As online education expanded over the past twenty years, particularly at for-profit schools, public universities, eager to compete by expanding their online classes, chose to pursue contracts with OPMs rather than expand internal capacity. at least partly because they were convinced that doing so was less financially risky. That strategy has unfortunately created more risk for students and, in the long run, more risk for institutions.
The idea is that OPMs provide the tech platforms that help students engage with and access online education, and universities provide the courses and content. But increasingly, the courses are designed and run by the OPMs as well, with the contracting university mainly providing its brand to attract students. If an OPM ceases to provide the platform for online courses, students could be left without a course to attend overnight.
What makes an OPM predatory?
New research from professors at the University of California Merced draws attention to the size and scope of online education provided through and by OPMs. Public universities enroll almost two million students through online programs, with up to eighty percent of non-profit colleges that deliver online education using OPM services. Accurate estimates of total enrollment in OPM-run courses are hard to come by because schools are reluctant to advertise that an OPM is running a course. This all adds up to an industry worth somewhere between $4 and $7 billion a year.
“OPMs backed by private equity seem to engage in more of the problematic practices we describe in the paper. That is, they are more likely to target marginalized students, extract revenue from universities, expand services with a university, and hold universities captive with problematic contracts,” said Dr. Laura Hamilton, one of the report’s authors. Prior work from Stephanie Hall at the Century Foundation has highlighted similar concerns about OPMs. Many OPM agreements also include revenue sharing, incentivizing OPMs to enroll as many students as possible. This dependence on OPMs presents unique risks to students.
What happens if an OPM goes out of business?
There are well-established protections for students if a college goes out of business. OPMs are not institutions, so if one closes suddenly, there would be no teach-out, which often happens when a college closes to ensure remaining students can complete their degrees. There would be no closed school discharge of student loans, a mechanism for relief where students who borrow to attend a school that shuts down before they graduate can apply to have their loans forgiven. It would also be much harder for the Department of Education to provide support and relief to tens of thousands of students spread out among a large number of institutions.

## INFORMATION GIVEN
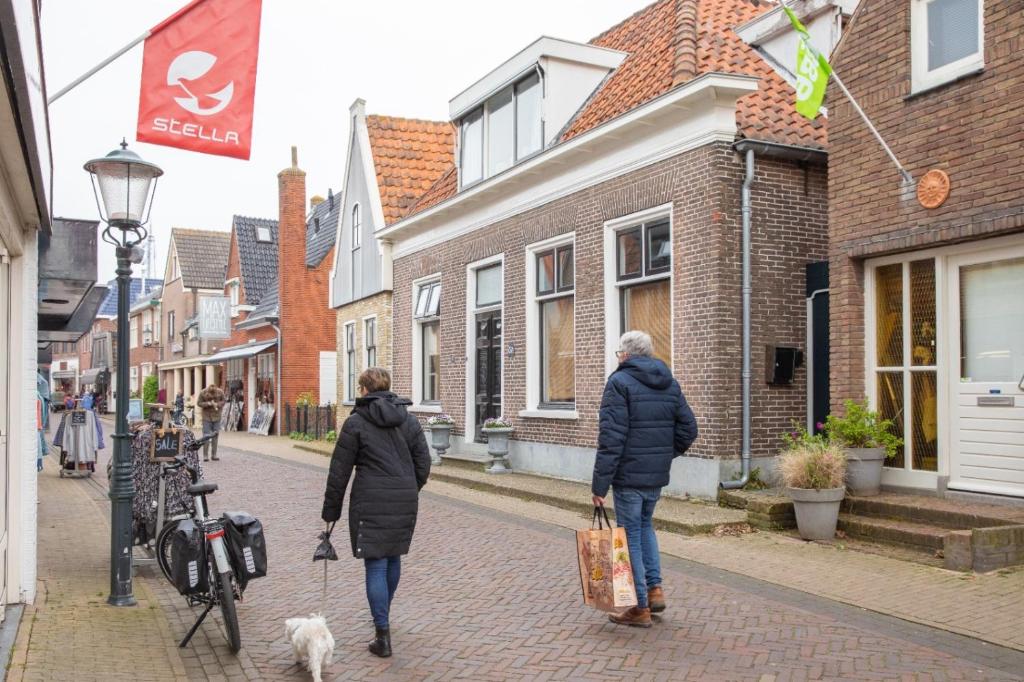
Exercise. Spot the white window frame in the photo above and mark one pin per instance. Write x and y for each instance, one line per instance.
(923, 79)
(532, 349)
(351, 356)
(417, 332)
(470, 326)
(612, 304)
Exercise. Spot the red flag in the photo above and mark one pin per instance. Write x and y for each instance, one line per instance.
(199, 78)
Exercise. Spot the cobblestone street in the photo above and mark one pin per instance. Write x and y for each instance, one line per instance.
(487, 596)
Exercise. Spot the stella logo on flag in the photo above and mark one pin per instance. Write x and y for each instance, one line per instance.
(199, 78)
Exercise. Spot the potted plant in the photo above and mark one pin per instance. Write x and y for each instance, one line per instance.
(812, 471)
(440, 435)
(868, 440)
(498, 429)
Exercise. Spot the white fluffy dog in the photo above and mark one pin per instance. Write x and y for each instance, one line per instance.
(311, 642)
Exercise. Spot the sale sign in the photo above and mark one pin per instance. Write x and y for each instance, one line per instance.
(199, 78)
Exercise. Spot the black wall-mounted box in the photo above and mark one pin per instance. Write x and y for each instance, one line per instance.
(781, 364)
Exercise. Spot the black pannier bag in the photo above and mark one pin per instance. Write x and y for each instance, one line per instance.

## REQUIRED WORK
Please state how much the OPM industry is worth each year, according to the text on online program managers.

## ANSWER TO THIS EXERCISE
Somewhere between $4 and $7 billion a year.